● **EXERCICES À TRAITER**
**1)** Répondez aux questions suivantes à partir de l'intervention sur les biens communs.
(a) Quels biens communs le site de l'ancienne députée Pompili énumère-t-il ?
(b) À quel montant le plan de relance invoqué par le Gouvernement s'élève-t-il ?
(c) Dans quel pays une commission a-t-elle été chargée d'introduire la notion de « biens communs » dans le code civil ?
**2)** Poursuivez l'intervention sur les biens communs à partir de la dernière phrase.

● **TEXTE SOURCE**
========================
Je rappelle d’ailleurs ce que l’on pouvait lire sur le site de l’ancienne députée Pompili : « Les initiatives locales pour produire et consommer autrement notre alimentation, notre énergie, nos déplacements… la préservation de biens communs que sont l’eau, l’air, la nature, … l’ouverture à l’autre au travers de l’école, ou de l’intégration du handicap… la conscience planétaire au travers de l’enjeu climatique… nécessitent plus que jamais un relais politique fort et organisé.
« Cette citoyenneté et cette aspiration au changement, révolutionnaires au quotidien, ne peuvent se faire qu’en dépassant des blocages, de vieilles habitudes, et dans un dialogue large avec la société, en construisant progressivement des majorités d’idées et des majorités politiques. »
Madame la ministre, je ne vous demande pas de défendre cet extrait du site de l’ancienne députée Pompili, j’aimerais seulement comprendre où veut en venir le Gouvernement sur ces sujets.
La ministre Pompili nous exhortait voilà quelques instants à inventer – ce que nous faisons avec cette proposition de loi constitutionnelle –, avant de nous dire qu’il fallait avant tout agir, comme si la nécessaire évolution du droit s’opposait à l’action immédiate. Mais il faut les deux !
Quand nous parlons « biens communs », vous nous renvoyez au bilan environnemental du Gouvernement et aux 30 milliards d’euros du plan de relance. Nous vous proposons l’inversion des valeurs, vous nous renvoyez, d’une certaine manière, à la réintroduction des néonicotinoïdes, au maintien de l’usage du glyphosate ou à la demande que le Conseil d’État a adressée au Gouvernement de respecter ses engagements climatiques.
Il faut des majorités d’idées, des majorités politiques, et peut-être, si j’ose dire, des majorités de pays. Il ne s’agit pas d’une réflexion seulement franco-française : en Italie, la commission Rodotà, chargée d’introduire dans le code civil italien la notion de « biens communs », a permis d’engager un débat juridique. Après les travaux pionniers de Stefano Rodotà, une définition des « biens communs », qui seraient ceux qui contribuent aux droits fondamentaux et au libre développement de la personne, qui doivent être soustraits à la logique destructive du court terme, y compris au bénéfice des générations futures, n’est pas quelque chose de fantasque. Ce débat ne concerne pas qu’un pays ni qu’un parti.
========================
● **LIGNES**
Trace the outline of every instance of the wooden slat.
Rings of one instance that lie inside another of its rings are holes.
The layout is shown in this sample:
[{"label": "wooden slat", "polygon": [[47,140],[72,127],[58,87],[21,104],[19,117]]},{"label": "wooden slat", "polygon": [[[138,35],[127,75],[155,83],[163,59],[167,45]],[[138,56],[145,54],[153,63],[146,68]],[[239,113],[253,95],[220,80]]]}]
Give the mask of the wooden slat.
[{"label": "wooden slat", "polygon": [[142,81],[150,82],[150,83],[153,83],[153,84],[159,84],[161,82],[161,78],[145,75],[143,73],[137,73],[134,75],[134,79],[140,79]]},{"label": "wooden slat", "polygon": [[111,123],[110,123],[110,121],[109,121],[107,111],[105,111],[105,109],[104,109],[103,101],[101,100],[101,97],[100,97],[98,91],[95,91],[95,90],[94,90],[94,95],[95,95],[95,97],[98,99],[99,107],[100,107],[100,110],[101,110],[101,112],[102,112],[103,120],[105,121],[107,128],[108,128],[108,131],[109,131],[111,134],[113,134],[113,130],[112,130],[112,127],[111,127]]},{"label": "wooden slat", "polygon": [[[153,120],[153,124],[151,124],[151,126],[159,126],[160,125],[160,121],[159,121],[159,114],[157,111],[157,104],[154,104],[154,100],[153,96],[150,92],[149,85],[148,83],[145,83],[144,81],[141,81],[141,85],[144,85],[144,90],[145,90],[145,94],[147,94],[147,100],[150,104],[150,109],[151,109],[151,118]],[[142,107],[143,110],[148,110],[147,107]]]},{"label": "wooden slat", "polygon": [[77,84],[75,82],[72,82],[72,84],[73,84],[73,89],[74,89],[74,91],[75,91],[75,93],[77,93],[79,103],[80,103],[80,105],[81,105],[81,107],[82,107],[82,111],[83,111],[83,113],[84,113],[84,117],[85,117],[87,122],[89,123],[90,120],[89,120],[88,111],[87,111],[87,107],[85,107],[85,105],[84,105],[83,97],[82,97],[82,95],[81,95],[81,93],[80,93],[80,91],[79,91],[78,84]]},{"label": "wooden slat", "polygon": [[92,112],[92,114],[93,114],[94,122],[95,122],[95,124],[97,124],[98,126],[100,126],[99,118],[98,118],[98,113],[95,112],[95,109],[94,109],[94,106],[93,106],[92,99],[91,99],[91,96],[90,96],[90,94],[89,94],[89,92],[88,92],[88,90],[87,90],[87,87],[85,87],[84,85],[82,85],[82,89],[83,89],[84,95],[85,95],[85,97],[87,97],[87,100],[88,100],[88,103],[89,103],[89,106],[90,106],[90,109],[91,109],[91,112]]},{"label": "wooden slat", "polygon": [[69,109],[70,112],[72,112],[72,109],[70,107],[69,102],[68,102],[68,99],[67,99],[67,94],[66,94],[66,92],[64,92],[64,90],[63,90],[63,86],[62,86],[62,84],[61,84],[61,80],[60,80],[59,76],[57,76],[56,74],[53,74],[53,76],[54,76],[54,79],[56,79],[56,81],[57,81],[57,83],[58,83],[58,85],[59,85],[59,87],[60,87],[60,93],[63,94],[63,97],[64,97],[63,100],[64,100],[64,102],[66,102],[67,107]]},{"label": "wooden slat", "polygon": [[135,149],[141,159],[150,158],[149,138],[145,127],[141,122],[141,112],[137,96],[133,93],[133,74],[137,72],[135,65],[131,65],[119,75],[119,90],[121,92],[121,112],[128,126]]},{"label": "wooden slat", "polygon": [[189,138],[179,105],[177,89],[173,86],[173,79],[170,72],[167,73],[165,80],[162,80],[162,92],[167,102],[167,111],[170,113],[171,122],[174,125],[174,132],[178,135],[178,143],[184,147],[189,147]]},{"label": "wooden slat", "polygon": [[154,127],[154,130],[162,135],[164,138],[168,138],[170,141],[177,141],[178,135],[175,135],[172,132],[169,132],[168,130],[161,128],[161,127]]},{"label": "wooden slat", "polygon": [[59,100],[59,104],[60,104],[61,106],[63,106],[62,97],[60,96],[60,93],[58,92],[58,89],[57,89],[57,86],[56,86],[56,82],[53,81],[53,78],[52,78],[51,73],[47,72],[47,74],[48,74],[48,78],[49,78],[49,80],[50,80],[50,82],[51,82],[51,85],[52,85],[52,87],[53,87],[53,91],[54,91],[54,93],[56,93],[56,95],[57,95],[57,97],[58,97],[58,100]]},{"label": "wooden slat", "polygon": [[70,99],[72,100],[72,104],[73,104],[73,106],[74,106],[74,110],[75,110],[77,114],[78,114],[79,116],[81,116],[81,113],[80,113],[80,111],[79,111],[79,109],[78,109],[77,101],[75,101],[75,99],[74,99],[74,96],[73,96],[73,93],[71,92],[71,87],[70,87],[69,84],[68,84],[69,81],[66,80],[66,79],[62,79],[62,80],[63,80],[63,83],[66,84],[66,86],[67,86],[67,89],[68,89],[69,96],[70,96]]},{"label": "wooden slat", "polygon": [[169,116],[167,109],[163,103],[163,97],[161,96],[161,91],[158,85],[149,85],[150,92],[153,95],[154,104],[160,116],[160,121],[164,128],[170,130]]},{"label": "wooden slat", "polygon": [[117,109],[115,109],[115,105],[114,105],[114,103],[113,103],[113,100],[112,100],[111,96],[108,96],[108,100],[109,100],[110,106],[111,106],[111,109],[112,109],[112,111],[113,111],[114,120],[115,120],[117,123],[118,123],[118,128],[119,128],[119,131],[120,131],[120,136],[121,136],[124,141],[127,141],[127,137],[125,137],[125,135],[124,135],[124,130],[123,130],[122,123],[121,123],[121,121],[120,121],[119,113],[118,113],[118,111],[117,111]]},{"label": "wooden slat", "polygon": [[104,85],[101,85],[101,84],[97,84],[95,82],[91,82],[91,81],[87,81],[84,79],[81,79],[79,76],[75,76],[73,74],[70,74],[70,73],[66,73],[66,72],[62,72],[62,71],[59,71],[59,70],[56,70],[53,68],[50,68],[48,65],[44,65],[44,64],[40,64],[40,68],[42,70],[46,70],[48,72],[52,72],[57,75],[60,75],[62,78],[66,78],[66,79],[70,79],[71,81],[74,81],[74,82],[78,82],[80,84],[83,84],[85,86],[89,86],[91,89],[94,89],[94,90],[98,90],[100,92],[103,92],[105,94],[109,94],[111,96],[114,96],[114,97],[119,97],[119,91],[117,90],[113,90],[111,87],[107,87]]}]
========================
● **RÉPONSES ATTENDUES**
**1)**
(a) L'eau, l'air et la nature.
(b) 30 milliards d'euros.
(c) En Italie.

**2)**
J’ajouterai qu’il ne concerne pas que les juristes – quitte à être provocateur. Le rapport souligne à plusieurs reprises qu’il s’agit aussi d’un concept très économique, et c’est heureux ! Méfions-nous des visions purement juridiques qui peuvent parfois oublier la portée politique de nos actes législatifs.
Ainsi, j’ai tiqué en entendant les critiques sur la portée juridique de la Charte de l’environnement. Je crains qu’à être trop conservateurs sur le plan du droit, nous ne soyons pas du tout au rendez-vous sur le plan de l’environnement. Les raisonnements en chambre ont leurs limites. Le rejet de la recherche de l’autosuffisance alimentaire à l’échelle nationale, en cette année de réapparition concrète des frontières, m’a semblé très contestable.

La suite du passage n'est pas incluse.